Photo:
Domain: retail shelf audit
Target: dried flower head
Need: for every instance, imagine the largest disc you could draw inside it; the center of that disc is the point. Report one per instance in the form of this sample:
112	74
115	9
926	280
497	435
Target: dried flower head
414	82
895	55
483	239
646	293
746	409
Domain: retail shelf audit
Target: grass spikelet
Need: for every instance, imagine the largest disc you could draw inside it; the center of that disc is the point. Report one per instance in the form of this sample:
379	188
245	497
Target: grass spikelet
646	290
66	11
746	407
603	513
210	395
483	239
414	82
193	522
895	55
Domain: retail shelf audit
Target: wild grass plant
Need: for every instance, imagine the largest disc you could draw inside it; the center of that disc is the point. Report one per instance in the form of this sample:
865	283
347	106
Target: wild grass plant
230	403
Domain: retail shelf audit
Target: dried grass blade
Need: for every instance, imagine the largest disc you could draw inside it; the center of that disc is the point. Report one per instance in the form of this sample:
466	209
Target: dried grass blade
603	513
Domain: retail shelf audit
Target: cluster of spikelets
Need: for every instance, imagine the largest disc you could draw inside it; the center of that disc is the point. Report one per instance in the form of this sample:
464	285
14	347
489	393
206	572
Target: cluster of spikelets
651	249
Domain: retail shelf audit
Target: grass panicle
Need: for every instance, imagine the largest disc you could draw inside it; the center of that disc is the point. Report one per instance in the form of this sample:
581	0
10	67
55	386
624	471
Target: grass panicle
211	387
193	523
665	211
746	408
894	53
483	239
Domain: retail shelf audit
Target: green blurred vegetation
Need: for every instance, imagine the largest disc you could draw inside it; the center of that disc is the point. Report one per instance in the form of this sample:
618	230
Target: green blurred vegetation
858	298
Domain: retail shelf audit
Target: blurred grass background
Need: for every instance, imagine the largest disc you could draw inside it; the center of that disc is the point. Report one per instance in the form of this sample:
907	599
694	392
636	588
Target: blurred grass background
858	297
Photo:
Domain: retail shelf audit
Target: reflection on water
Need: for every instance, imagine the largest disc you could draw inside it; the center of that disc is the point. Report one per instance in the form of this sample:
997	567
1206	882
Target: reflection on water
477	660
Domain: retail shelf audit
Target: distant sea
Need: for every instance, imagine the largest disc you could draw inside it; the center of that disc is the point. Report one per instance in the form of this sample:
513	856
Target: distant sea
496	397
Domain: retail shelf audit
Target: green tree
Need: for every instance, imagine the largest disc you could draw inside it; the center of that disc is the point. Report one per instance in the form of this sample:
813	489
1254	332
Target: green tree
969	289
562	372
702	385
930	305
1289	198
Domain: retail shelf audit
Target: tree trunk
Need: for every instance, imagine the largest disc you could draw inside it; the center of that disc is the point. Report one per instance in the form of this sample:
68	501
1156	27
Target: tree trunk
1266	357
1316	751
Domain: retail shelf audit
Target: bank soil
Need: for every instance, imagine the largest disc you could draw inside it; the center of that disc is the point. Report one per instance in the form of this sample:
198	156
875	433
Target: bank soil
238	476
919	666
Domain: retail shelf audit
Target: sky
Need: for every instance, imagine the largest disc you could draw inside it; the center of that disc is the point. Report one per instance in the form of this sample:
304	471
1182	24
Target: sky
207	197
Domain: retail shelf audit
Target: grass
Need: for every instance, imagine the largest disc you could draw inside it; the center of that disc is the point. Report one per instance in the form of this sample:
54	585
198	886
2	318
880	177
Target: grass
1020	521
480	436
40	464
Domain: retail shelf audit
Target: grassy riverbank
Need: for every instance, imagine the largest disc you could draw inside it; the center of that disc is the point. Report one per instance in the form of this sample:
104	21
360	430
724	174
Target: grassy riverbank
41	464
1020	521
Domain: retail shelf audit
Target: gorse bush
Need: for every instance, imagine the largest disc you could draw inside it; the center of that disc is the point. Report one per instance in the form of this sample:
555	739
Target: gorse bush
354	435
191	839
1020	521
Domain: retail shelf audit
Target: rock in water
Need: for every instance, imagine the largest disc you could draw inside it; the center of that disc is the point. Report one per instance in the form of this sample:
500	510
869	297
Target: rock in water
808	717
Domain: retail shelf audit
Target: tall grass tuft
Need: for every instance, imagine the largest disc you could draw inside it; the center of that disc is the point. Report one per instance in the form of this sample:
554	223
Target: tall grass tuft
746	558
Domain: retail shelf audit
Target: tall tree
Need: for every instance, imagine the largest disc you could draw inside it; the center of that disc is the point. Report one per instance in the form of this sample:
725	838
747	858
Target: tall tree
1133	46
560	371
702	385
####################
Exercise requirements: Retype all of the material exactly as it stands above.

Answer:
Photo:
Domain: retail shelf audit
Target: dried flower head
Need: for every instance, imagine the largest disc you could draw inside it; the center of that disc is the point. Report one per instance in the form of this sample:
112	74
115	9
926	280
497	435
Target: dried flower head
414	82
895	55
483	239
646	293
746	409
Domain: retail shelf audit
Target: grass spikelet
Need: for every instance, imagine the largest disc you could draw inside it; the center of that disc is the point. Report one per instance in the form of this sample:
379	188
245	497
Target: grass spikelet
646	290
66	11
746	407
603	513
210	395
483	239
414	82
193	522
895	55
Domain: retail shelf audit
Target: wild grass plant
Need: for every instance, imagine the largest disc you could draw inside it; the center of that disc is the point. Report one per instance in the form of this sample:
865	283
347	106
Target: wild grass plant
230	403
Domain: retail shelf audit
Target: dried grass blade
Need: for every instance, imagine the largest disc you could draw inside it; the center of that disc is the point. Report one per instance in the form of this sample:
466	209
Target: dried grass blade
603	513
Domain: retail shelf audit
Target: cluster of spikelets
Need: for every instance, imagine the largest disc you could draw inside it; the center of that disc is the point. Report one per instance in the form of this sample:
464	285
14	347
489	393
206	572
Target: cluster of spikelets
651	249
Domain: retail shelf audit
Target: grass panicle
Need: for every instance, imagine the largest disc you could draw inside it; the center of that disc is the point. Report one per instance in the form of this sample:
581	0
10	67
55	386
624	471
Target: grass panicle
211	387
193	523
665	211
746	408
894	53
483	239
Domain: retail shelf audit
Target: green blurred vegetation
Need: for every instance, imagine the largest disc you could draw inside it; the center of that disc is the point. Report one per instance in the form of this sample:
618	230
Target: green blurred vegetation
858	298
Domain: retail shelf audit
Target: blurred grass background
Need: for every instance, imagine the largest disc you could draw inside it; the center of that disc is the point. Report one per instance in the form of this sample:
907	599
694	392
636	588
Target: blurred grass background
858	297
Photo:
Domain: retail shelf audit
Target: reflection on water
Need: for every instance, imagine the largest disc you could draw inside it; the center of that disc is the point. Report one per instance in the form of this sample:
997	567
1206	882
Target: reflection on water
477	660
Domain: retail shelf audit
Target: distant sea
Need: for every instance, imagine the largest disc you could draw inside it; the center of that disc is the point. Report one per instance in the form of this sample:
513	856
Target: distant sea
496	397
Domain: retail shelf audit
Target: green tree
Need: for every instance, imagine the largest disc you could draw inside it; the center of that disc is the point. Report one per instance in the form of this sample:
813	489
1254	332
Target: green tree
969	289
562	372
702	385
930	305
1289	198
Domain: retail shelf audit
Target: tree trunk
Need: for every instance, imagine the largest disc you could draw inside it; the center of that disc is the point. Report one per instance in the form of this sample:
68	501
1156	27
Target: tree trunk
1266	357
1316	751
Domain: retail shelf audit
Target: bank soil
Need: for every instance, imagine the largest disc you could draw inside it; the center of that disc is the point. Report one per instance in the form of this sample:
198	156
875	433
Target: bank soil
238	476
919	666
Domain: retail shelf audit
Target: sky
Need: for every instance, imagine the largest disc you could draw inside it; the center of that disc is the point. Report one per instance in the form of this sample:
304	471
1182	24
Target: sky
207	197
Domain: retail shelf audit
Target: grass
Need: for every instance, imagine the largest disc you could draw inside it; the center of that disc is the point. Report one per instance in the form of this sample:
54	585
198	886
2	318
880	177
Target: grass
1020	521
480	436
40	464
Domain: retail shelf audit
Target: grassy riverbank
Need: for every instance, imagine the largest disc you could draw inside it; the center of that disc is the point. Report one per instance in the form of this sample:
104	21
360	430
724	174
Target: grassy riverbank
41	464
1020	521
Domain: retail shelf audit
Target: gorse bush
Need: for every instance, imagine the largest disc you could draw inside it; the center of that disc is the point. Report one per instance in the form of this sample:
555	739
Target: gorse bush
354	435
191	839
1020	521
Domain: retail shelf audit
Target: rock in water
Need: for every instance, imagine the largest disc you could draw inside it; the center of that disc is the point. Report one per instance in the form of this sample:
500	510
869	297
Target: rock in water
808	717
Domain: retail shelf audit
Target: tall grass tuft
Need: for every instance, imagine the largest disc you could draw inside it; the center of that disc is the point. Report one per instance in the form of this sample:
554	223
Target: tall grass tuft
746	558
Domain: retail shelf audit
Target: tall tree
Need: for every instance, imagine the largest disc you could draw inside it; the center of that disc is the point. Report one per instance in the form of this sample:
725	838
747	858
Target: tall tree
1133	46
560	371
702	385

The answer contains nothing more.